EXERCISE: Take the data below and filter it for lines containing the word "window"; show each line found.
-- Opening Marker --
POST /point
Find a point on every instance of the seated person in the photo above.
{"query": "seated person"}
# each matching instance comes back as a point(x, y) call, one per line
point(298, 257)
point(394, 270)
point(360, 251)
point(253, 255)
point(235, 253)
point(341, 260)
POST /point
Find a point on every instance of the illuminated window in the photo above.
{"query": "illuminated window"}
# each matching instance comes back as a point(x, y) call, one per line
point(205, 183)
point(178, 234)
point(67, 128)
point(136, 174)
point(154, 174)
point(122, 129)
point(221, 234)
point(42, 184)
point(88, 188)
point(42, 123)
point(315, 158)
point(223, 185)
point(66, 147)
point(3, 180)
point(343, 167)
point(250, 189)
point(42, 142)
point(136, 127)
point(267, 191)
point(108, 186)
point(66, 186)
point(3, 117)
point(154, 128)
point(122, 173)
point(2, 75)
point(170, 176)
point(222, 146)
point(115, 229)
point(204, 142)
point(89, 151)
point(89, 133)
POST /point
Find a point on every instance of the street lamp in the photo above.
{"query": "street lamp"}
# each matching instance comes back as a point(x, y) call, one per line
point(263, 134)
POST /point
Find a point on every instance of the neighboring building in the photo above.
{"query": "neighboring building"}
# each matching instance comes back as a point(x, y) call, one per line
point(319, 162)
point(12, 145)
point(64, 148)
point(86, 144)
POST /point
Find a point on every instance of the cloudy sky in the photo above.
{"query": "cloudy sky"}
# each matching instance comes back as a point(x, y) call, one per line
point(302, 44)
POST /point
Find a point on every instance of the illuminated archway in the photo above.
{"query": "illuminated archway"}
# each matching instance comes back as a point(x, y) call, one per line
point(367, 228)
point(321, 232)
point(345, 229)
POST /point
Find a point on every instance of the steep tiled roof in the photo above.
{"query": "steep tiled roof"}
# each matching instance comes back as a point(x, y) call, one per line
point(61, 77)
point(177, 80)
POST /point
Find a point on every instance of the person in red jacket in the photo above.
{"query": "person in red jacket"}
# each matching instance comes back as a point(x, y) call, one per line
-- Closing Marker --
TASK OUTPUT:
Find a point on every instance of the illuminated window in the photo above.
{"query": "illuminated window"}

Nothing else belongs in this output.